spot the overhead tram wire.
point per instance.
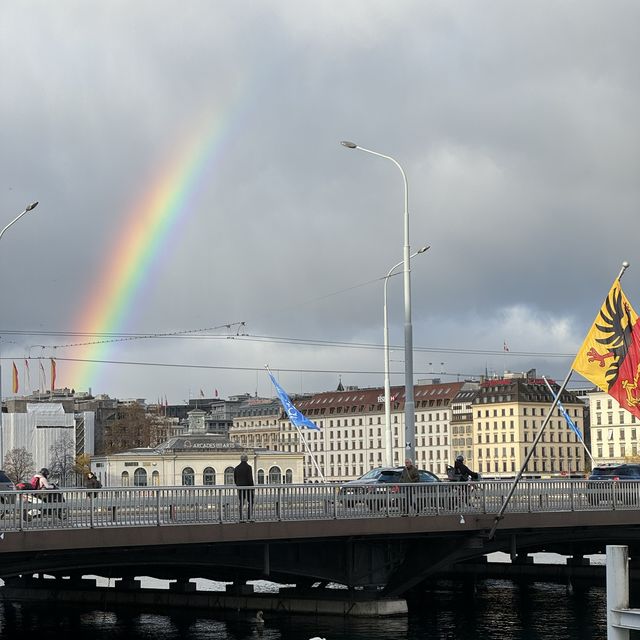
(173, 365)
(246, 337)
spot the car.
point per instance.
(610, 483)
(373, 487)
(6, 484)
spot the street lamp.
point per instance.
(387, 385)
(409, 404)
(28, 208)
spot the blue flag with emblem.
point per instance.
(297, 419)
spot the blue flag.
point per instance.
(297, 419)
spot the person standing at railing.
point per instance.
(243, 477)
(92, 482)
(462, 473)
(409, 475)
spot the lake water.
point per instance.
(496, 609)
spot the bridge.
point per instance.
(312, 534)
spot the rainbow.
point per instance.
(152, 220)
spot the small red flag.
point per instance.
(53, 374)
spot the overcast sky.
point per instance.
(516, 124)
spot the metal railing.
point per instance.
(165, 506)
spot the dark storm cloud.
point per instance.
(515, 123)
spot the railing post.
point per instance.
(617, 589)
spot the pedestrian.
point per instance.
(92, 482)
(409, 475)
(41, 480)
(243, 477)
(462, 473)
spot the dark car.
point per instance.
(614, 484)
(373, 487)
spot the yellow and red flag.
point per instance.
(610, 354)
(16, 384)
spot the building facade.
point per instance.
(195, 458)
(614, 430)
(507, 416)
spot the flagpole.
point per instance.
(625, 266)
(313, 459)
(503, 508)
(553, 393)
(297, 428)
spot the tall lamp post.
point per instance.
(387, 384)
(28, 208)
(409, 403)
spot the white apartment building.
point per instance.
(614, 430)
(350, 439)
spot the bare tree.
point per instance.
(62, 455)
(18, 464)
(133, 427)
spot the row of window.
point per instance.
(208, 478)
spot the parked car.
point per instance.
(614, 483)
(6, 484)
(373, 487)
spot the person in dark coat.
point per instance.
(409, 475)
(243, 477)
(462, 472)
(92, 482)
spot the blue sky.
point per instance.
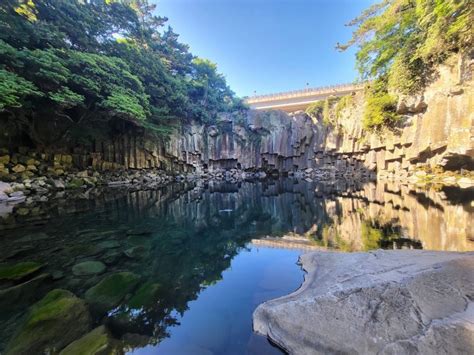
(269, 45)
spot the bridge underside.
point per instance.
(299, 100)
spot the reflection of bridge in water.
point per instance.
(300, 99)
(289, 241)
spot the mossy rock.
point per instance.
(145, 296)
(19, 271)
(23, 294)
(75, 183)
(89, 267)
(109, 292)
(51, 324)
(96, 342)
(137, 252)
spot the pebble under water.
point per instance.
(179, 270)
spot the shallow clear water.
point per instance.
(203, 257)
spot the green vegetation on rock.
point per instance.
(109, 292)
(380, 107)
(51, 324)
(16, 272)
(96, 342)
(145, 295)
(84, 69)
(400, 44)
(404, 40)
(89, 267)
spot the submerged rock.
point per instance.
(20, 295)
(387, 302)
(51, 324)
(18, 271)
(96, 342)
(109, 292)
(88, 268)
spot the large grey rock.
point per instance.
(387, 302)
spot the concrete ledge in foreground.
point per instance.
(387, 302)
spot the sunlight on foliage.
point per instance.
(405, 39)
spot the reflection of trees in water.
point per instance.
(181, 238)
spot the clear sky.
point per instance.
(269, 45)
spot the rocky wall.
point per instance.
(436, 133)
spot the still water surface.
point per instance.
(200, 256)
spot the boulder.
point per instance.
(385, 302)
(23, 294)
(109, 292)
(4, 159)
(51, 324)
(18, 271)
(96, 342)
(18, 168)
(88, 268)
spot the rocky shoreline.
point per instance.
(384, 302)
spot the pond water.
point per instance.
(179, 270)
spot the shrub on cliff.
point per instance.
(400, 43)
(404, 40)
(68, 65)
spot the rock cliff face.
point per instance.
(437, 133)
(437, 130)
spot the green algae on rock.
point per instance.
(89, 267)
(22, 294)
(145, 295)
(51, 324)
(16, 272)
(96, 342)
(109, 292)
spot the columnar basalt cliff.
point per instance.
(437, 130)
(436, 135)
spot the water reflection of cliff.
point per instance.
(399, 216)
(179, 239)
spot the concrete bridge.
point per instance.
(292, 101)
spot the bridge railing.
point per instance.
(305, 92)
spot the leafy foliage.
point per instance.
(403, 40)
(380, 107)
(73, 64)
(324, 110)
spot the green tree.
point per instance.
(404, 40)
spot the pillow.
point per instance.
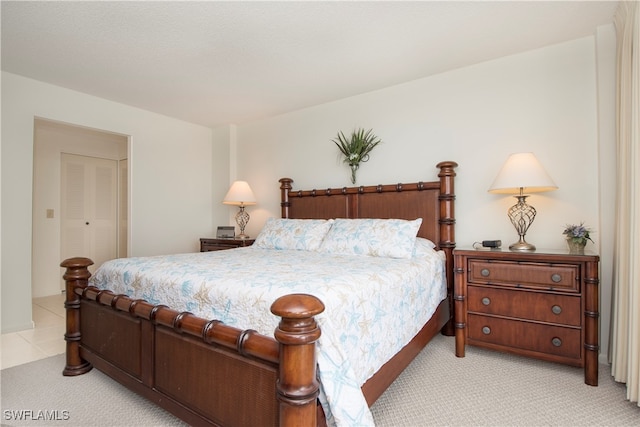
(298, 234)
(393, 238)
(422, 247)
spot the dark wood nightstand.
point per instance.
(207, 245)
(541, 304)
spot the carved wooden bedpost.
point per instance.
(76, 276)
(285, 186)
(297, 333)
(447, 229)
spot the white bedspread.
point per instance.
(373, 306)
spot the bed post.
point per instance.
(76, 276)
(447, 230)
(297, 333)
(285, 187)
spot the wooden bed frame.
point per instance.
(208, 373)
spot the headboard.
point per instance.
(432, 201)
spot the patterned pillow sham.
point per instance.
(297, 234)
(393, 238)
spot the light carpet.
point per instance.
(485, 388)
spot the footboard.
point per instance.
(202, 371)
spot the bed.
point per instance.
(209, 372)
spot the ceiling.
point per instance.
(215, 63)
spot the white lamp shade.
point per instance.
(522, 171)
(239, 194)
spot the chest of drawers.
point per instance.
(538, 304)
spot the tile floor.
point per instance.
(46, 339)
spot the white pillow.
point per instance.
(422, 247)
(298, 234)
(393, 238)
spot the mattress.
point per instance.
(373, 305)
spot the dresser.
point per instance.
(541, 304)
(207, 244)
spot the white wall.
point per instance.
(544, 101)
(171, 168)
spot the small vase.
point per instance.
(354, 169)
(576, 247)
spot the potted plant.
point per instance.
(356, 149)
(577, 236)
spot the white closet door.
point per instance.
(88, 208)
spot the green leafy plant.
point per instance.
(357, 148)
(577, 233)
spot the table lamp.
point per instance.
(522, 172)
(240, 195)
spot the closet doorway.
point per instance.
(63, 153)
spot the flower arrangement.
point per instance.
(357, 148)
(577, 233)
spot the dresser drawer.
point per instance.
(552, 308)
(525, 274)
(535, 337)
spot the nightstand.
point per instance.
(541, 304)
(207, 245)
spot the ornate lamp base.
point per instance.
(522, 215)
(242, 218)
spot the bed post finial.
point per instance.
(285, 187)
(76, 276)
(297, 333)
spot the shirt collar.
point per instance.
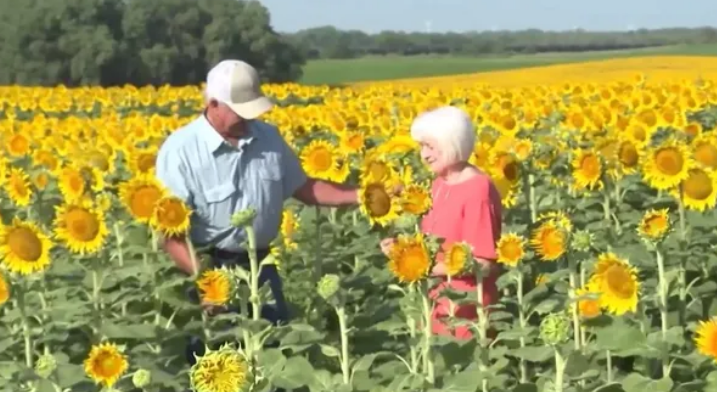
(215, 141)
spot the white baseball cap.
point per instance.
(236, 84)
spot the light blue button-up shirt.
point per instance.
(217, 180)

##############################

Task requirements: Give back precisely the lines above that start at the line containing "spot the rocky shoreline." and end at the line containing "spot the water reflection of cliff.", inclusive. No other lines belong in the output.

Expected answer:
spot the rocky shoreline.
point per instance.
(384, 302)
spot the pond water.
point per instance.
(179, 270)
spot the shrub on cliff.
point per instance.
(400, 43)
(404, 40)
(68, 65)
spot the rock cliff face.
point per instance.
(437, 133)
(437, 130)
spot the green algae on rock.
point per instance.
(89, 267)
(22, 294)
(145, 295)
(51, 324)
(16, 272)
(96, 342)
(109, 292)
spot the columnar basalt cliff.
point per instance.
(437, 130)
(436, 135)
spot the water reflection of cliff.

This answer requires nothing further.